### Records shown ###

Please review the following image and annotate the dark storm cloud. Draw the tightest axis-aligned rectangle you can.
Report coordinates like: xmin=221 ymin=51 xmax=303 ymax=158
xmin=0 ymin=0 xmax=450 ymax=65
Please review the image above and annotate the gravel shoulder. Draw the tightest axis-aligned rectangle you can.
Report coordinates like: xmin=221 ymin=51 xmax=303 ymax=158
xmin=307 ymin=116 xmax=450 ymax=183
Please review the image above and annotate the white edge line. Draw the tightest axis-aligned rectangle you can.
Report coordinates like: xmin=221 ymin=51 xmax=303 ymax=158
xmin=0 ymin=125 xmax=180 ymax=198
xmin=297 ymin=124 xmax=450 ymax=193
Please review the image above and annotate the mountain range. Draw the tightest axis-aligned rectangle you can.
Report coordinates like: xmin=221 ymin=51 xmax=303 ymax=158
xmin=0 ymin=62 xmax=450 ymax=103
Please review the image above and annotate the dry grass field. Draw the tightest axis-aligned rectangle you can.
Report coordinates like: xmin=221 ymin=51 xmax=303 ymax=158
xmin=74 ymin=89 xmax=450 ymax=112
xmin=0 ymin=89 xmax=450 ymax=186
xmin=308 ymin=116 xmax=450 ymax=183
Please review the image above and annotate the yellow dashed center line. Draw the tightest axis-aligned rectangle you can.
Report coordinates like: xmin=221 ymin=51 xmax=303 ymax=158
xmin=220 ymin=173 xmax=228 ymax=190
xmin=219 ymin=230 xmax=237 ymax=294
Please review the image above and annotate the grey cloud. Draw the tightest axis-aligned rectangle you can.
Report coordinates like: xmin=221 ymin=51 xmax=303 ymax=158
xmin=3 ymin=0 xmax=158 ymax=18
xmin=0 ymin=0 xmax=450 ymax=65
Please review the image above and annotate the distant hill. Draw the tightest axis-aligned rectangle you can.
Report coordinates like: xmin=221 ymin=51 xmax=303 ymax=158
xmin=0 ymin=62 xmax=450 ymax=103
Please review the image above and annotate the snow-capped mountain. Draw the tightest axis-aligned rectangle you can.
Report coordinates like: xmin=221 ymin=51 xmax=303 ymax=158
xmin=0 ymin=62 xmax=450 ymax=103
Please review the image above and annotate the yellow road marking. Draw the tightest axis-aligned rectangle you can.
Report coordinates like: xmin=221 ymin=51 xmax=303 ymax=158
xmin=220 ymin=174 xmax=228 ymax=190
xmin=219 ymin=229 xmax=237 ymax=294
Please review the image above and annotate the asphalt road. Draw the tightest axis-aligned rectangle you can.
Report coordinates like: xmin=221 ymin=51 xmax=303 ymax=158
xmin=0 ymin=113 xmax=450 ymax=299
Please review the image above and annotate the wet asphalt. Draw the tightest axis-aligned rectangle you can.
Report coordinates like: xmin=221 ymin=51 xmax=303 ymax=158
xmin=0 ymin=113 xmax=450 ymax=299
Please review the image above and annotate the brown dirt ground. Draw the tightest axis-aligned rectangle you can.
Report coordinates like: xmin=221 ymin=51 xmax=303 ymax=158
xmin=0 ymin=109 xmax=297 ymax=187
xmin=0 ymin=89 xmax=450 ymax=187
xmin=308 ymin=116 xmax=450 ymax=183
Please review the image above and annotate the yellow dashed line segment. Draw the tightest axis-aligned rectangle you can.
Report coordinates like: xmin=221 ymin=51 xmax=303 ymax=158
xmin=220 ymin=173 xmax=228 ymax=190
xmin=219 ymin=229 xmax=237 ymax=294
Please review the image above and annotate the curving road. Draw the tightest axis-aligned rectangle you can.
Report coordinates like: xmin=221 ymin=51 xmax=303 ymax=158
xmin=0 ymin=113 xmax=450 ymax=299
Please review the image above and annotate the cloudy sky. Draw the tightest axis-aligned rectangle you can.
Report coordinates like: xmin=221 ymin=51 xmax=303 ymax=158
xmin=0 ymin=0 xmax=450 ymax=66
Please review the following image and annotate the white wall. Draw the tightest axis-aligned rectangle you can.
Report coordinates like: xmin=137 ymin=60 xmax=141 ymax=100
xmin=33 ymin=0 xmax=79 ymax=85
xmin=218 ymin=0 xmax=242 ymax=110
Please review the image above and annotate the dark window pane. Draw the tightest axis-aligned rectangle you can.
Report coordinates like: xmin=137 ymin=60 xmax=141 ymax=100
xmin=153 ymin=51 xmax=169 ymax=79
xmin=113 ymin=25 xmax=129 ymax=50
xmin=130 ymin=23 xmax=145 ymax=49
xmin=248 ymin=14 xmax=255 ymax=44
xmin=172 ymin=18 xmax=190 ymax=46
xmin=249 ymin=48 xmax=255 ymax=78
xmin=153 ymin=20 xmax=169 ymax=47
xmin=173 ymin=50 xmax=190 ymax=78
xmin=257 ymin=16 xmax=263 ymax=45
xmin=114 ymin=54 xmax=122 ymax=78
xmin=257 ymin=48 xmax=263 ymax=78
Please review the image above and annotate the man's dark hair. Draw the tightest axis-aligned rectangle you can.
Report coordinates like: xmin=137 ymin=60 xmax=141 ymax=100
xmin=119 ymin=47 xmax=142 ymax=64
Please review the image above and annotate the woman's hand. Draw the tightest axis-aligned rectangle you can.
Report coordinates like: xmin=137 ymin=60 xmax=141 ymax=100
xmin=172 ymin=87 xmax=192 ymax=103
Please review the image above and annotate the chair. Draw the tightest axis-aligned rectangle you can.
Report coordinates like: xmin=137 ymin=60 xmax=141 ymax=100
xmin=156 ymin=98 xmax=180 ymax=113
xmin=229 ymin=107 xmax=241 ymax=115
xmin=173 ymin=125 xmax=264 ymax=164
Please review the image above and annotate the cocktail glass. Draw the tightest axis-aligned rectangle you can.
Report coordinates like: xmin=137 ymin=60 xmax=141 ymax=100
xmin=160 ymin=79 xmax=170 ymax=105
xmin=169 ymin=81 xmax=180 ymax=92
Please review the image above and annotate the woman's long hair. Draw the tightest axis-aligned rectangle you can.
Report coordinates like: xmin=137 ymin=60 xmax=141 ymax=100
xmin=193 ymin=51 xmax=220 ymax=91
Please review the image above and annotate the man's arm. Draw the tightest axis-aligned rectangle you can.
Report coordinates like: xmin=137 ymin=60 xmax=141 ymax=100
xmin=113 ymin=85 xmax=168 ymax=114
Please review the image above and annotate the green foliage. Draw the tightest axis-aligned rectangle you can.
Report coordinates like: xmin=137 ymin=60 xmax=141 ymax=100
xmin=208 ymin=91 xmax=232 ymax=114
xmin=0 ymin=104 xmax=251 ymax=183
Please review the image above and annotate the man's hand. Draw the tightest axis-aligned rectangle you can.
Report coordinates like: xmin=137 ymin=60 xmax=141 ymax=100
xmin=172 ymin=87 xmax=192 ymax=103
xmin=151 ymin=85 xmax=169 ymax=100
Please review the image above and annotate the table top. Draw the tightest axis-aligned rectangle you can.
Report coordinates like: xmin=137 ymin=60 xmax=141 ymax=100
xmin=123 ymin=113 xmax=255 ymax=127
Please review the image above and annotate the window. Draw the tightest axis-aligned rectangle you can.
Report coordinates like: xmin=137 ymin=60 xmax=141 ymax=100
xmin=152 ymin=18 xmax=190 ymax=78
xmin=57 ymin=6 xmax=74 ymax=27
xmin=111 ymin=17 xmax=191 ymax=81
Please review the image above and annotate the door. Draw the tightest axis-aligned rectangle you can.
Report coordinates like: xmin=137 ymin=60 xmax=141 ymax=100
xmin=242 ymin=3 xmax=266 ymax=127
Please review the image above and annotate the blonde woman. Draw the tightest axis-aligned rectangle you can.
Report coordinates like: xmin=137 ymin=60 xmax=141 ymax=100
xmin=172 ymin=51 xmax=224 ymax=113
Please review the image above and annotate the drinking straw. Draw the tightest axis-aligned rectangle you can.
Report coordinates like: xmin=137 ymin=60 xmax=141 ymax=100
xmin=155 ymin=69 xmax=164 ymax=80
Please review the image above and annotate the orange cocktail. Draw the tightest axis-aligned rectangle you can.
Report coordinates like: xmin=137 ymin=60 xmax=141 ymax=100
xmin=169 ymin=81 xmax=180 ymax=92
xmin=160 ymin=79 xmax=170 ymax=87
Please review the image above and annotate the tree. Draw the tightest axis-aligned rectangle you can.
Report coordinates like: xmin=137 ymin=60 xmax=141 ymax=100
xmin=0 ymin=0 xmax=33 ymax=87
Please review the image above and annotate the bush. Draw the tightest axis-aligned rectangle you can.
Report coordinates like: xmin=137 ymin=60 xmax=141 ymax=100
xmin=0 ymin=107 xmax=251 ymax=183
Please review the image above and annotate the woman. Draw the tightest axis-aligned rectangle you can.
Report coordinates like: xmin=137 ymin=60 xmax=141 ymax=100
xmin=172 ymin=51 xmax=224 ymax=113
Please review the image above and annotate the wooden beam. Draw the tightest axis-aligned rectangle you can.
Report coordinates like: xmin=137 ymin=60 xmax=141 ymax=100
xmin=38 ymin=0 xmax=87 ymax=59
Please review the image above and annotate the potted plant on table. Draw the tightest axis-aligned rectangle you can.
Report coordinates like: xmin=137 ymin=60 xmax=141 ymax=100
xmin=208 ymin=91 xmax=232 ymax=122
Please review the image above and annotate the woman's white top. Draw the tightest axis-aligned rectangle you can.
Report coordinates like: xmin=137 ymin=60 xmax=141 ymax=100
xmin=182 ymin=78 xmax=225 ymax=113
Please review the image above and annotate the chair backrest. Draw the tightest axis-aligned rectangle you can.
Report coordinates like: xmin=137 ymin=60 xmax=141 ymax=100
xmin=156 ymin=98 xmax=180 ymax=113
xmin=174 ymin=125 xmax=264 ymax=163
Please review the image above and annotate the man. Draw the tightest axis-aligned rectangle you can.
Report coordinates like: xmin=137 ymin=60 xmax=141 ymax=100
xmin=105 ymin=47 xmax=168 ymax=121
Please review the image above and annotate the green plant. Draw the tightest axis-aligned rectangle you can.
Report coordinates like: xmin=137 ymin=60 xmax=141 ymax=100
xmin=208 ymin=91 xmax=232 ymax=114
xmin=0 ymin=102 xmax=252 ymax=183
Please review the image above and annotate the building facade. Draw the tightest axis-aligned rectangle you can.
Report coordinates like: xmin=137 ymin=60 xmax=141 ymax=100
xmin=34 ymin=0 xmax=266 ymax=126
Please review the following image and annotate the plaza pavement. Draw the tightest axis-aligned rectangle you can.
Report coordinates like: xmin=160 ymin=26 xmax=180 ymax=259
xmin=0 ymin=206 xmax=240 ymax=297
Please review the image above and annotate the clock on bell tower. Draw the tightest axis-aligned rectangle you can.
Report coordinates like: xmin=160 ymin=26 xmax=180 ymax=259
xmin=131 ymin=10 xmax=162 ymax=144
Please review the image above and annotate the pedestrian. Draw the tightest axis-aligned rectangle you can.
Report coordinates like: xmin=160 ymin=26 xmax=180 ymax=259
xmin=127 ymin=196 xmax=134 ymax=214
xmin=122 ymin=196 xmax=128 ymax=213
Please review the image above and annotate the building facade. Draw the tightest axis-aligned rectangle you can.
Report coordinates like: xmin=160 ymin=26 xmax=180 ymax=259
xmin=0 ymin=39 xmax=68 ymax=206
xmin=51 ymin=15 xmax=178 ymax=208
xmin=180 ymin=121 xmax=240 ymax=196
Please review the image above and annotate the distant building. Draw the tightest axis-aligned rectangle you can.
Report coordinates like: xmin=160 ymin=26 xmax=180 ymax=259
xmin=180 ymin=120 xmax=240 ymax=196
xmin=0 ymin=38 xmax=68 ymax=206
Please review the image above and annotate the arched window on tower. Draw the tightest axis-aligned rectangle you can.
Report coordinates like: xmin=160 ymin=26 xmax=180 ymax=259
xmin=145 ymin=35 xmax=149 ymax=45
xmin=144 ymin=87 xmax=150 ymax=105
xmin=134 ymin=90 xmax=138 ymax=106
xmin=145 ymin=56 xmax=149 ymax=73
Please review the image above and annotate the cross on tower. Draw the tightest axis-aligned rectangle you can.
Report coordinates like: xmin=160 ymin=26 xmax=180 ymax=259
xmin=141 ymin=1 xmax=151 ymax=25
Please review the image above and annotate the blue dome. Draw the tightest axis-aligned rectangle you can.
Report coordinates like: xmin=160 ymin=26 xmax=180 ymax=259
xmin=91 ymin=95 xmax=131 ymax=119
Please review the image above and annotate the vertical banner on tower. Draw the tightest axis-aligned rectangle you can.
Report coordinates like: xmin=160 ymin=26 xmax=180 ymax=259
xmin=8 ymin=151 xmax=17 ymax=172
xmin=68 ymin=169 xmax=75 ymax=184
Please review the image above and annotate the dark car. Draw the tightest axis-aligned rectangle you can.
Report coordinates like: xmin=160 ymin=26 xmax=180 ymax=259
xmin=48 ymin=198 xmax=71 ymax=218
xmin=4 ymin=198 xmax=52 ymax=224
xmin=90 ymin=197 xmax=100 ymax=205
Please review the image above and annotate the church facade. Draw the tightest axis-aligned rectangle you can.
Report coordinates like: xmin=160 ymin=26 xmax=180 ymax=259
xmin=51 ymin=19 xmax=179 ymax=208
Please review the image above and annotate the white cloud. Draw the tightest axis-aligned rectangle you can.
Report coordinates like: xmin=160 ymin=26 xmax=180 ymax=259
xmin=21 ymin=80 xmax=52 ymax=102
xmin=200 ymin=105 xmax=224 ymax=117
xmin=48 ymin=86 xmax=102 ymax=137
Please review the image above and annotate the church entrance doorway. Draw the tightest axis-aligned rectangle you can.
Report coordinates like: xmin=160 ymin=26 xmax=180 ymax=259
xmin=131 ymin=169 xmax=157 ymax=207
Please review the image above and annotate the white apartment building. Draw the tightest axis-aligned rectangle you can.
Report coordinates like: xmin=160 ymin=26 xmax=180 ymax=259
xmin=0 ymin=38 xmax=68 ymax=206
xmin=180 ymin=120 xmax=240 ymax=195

###

__Exercise instructions__: Revise the stretch from the start of the records through the line containing "xmin=307 ymin=116 xmax=450 ymax=183" by replacing "gravel shoulder" with "paved shoulder", and leave every other part unchanged.

__Answer in full__:
Please review the following image and annotate the dark storm cloud. Draw the tightest axis-aligned rectangle you can.
Report coordinates like: xmin=221 ymin=51 xmax=303 ymax=158
xmin=0 ymin=0 xmax=450 ymax=65
Please review the image above and annotate the paved shoulder. Draw the tightest axis-aligned rectangle you can.
Report coordinates like: xmin=221 ymin=51 xmax=303 ymax=158
xmin=307 ymin=116 xmax=450 ymax=183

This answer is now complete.